Written task 1. Print the section of the article on Berryessa and EduLink from "But under questioning, Stelwagon" to "its software developers.".
Written task 2. In one to three sentences, state why Berryessa teachers, according to the article on Berryessa and EduLink, worked on the electronic curriculum projects without pay for the first two years.

Text passage.
========================================

The Berryessa/EduLink relationship began formally in early 1995 when the Berryessa Union School Board approved a four-year contract with a newly formed Los Angeles-based business called Preview Publishing Company (PPC). Under the contract, Berryessa agreed to allow district teachers to use school facilities to develop computer-based school curriculum materials at the direction of PPC, while PPC agreed to pay royalties to the district as well as compensate it for the pay of the teachers.
The electronic curriculum was the brainchild of Ron Rescigno, the superintendent of the Hueneme (pronounced "why-knee-me") School District near Oxnard in Southern California. Berryessa Superintendent Herbert Wadley worked in the Campbell Union Elementary School District in the late '80s while Rescigno served as superintendent of that district. Interestingly, Kay & Stevens Law Offices represented Campbell Union School District while Rescigno was superintendent, and it now represents both the Hueneme and Berryessa school districts.
The district's relationship with Rescigno goes back as far as late 1994, when school board minutes indicate he appeared to make a presentation at a Berryessa board meeting. "The District has entered into a technology agreement with the Hueneme School District," the minutes read. "Some of the results of this agreement have been the recent grant from the U.S. Department of Commerce as well as individual teacher electronic curriculum development."
In 1995, DV Magazine, which monitors and reviews trends in computer multimedia programs, reported that under Rescigno's direction, Hueneme's schools were "filled with 'smart classrooms' that are wired with computers and multimedia hardware and software. [One school's California Assessment Program] scores rose directly in proportion to the increase of multimedia technology used in the classrooms, soaring from the 56th percentile in 1984 to the 94th percentile in 1992."
Berryessa Assistant Superintendent Pat Stelwagon says that like in the Hueneme district, Berryessa teachers decided sometime after the Department of Commerce work to begin developing electronic curriculum for the Berryessa schools. "EduLink saw some of the work the Berryessa teachers were doing, and they asked to purchase it." Stelwagon says that Berryessa teachers developed the electronic curriculum "strictly for Berryessa" after school and on Saturdays, and they were paid by the Berryessa district "at a rate lower than their normal contract rate. I know. I signed the pay vouchers. We invoiced EduLink and EduLink paid the district directly for the teachers' work."
But under questioning, Stelwagon could only recall one piece of the computer technology ever ending up in Berryessa classrooms, an eighth-grade standard on the Civil War that did not include the pictures and technology that was supposed to be part of the EduLink electronic curriculum package. In effect, it appears that EduLink (or PPC) was renting the Berryessa teachers as its software developers.
And Stelwagon's story is contradicted by Dennis Conners, president of the California Teachers Association of Berryessa, who worked on several of the PPC/Hueneme/EduLink projects at Berryessa. Conners says that approximately 25 Berryessa teachers worked on the electronic curriculum projects at one time or another in the hope that the projects would be funded by EduLink. Conners says that Berryessa teachers got no money for this work for the first two years, saying that "we gave our time because we thought that the district would have benefited from this project, with a portion of the sales of the curriculum items [by EduLink] going back to the district and a portion going back to the teachers themselves." Conners says that Berryessa never paid the teachers for their time, but that they eventually got paid indirectly by EduLink in the past two years.

========================================

Listed entries.
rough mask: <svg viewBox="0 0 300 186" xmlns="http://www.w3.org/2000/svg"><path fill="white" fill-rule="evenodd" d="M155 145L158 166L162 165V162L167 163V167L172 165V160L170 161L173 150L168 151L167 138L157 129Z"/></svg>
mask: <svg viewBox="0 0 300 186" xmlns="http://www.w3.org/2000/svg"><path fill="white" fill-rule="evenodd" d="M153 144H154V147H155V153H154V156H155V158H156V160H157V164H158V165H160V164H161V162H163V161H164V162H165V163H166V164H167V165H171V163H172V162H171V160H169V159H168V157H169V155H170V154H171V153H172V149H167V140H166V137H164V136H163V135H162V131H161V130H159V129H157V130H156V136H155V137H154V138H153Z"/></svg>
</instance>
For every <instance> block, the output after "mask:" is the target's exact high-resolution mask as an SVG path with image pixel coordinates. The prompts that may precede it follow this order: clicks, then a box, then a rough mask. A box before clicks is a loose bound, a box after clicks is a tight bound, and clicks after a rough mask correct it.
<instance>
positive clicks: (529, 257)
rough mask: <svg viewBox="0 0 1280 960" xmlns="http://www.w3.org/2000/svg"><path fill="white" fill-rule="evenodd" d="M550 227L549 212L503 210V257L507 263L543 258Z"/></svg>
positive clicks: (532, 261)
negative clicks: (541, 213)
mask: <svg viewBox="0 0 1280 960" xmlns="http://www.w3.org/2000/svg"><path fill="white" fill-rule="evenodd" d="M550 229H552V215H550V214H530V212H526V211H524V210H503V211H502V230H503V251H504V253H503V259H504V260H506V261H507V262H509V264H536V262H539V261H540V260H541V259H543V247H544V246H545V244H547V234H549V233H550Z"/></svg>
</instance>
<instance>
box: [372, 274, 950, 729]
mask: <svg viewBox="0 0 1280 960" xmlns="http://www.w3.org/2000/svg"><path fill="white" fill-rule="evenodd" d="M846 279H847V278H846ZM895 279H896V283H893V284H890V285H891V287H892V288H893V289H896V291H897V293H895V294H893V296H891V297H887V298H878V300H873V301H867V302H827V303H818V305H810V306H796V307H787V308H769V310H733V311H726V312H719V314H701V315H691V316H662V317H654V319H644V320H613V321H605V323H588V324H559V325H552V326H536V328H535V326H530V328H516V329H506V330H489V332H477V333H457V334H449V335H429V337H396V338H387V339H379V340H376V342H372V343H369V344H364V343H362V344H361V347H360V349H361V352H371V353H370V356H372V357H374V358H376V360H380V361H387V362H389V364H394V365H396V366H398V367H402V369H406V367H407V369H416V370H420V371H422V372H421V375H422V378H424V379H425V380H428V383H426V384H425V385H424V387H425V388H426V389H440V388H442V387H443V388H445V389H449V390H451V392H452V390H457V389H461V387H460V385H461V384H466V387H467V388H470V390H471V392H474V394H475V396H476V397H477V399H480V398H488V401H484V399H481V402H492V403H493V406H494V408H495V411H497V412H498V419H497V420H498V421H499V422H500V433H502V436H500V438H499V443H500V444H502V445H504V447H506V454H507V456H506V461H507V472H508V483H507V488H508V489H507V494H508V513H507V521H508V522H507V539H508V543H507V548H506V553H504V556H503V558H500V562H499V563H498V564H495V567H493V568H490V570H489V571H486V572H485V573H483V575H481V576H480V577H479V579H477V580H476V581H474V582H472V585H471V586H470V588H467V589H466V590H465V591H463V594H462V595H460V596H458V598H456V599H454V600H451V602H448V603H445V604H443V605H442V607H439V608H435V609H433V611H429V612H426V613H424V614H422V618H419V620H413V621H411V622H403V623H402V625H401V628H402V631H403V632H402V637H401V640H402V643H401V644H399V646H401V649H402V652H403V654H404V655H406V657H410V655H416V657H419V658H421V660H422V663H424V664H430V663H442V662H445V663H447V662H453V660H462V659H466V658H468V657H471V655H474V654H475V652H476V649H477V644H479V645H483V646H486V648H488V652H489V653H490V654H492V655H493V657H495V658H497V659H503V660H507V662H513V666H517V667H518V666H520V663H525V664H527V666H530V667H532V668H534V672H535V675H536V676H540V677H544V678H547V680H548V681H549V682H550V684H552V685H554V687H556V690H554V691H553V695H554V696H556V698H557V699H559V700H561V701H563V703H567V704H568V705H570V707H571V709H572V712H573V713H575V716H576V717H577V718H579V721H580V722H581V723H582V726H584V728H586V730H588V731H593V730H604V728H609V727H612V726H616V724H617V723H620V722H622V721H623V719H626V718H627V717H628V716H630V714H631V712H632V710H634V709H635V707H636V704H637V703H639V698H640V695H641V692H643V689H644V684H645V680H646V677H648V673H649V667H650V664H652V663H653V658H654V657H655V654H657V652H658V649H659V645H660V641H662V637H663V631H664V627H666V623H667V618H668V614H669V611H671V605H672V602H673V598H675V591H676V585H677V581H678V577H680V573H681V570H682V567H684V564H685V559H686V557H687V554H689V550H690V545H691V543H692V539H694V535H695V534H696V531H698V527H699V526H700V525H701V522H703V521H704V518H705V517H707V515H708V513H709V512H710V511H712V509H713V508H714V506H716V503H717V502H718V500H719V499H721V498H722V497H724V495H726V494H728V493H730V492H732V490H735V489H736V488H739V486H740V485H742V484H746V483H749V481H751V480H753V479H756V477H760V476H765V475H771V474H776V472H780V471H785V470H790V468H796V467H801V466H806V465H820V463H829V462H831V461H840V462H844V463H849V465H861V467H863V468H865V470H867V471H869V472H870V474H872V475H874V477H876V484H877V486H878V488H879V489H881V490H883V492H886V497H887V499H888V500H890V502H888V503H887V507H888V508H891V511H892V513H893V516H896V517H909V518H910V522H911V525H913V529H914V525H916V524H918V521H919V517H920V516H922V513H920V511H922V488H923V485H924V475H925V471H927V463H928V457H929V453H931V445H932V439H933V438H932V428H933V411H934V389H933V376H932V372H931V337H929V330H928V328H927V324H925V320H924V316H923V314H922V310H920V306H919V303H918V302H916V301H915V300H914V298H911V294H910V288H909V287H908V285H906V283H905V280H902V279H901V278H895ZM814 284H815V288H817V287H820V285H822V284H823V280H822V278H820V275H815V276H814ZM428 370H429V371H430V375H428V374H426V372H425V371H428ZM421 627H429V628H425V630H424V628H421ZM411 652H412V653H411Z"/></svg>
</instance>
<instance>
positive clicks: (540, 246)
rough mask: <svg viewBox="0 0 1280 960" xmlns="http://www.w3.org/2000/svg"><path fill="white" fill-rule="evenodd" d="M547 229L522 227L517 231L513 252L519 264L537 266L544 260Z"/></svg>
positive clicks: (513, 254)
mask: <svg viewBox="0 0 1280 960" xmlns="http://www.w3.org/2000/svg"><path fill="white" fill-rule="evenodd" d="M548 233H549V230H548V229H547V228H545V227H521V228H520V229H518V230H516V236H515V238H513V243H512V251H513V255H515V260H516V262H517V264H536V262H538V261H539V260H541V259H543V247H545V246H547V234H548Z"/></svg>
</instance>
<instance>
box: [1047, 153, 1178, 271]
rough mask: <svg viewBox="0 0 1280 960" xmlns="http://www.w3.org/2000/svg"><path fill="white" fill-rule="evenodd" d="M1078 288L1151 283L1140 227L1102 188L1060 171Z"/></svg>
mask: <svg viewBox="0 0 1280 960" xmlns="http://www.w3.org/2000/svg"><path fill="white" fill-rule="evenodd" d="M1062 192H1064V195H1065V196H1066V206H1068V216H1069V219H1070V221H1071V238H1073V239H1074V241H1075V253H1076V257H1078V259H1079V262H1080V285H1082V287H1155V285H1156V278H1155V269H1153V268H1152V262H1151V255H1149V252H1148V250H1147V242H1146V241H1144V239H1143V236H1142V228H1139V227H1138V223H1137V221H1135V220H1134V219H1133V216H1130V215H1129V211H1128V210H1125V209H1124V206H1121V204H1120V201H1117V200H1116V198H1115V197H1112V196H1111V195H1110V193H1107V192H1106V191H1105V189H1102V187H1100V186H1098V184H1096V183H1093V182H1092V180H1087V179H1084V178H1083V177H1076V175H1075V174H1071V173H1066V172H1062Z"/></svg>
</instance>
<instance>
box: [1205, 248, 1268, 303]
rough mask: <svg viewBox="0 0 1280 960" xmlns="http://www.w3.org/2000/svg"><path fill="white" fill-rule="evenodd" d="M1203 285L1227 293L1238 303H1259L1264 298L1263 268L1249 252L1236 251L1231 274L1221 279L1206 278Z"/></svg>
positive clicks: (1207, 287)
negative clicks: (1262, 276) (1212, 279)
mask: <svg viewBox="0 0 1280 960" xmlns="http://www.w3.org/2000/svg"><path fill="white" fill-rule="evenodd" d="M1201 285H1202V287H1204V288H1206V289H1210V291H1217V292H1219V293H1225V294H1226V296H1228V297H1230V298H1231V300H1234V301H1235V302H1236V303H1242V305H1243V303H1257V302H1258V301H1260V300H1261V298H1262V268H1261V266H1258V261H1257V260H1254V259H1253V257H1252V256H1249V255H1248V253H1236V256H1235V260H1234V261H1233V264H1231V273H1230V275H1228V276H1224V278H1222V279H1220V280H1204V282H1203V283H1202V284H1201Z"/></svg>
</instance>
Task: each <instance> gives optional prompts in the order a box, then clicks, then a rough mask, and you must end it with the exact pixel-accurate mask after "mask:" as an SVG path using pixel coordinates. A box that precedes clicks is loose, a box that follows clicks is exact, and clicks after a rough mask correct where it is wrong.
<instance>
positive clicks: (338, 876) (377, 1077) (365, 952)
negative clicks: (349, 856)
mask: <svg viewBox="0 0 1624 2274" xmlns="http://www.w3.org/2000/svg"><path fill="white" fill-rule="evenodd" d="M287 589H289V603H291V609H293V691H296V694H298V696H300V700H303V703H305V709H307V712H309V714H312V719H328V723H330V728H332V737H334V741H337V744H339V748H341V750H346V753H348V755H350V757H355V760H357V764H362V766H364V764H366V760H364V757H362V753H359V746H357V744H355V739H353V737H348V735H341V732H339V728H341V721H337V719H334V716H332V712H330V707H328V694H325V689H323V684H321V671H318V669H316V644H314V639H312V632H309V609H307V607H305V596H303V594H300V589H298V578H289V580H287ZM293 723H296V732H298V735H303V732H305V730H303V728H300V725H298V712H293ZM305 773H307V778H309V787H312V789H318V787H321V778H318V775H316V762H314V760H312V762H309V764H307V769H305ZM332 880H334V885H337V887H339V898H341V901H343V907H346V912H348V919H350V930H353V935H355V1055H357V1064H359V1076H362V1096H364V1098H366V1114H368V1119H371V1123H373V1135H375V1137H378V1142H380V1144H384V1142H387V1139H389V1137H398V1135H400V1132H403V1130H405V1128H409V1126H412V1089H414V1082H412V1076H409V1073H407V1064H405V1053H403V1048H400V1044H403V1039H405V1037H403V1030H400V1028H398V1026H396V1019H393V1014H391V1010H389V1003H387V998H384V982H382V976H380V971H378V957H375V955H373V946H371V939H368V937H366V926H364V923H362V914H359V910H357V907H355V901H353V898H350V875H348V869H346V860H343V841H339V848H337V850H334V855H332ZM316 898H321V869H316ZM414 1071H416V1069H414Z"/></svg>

========================================

Worked solution 1.
But under questioning, Stelwagon could only recall one piece of the computer technology ever ending up in Berryessa classrooms, an eighth-grade standard on the Civil War that did not include the pictures and technology that was supposed to be part of the EduLink electronic curriculum package. In effect, it appears that EduLink (or PPC) was renting the Berryessa teachers as its software developers.

Worked solution 2. According to Dennis Conners, the teachers gave their time because they thought the district would benefit from the project. They expected a portion of EduLink's sales of the curriculum items to go back to the district and a portion to go to the teachers themselves.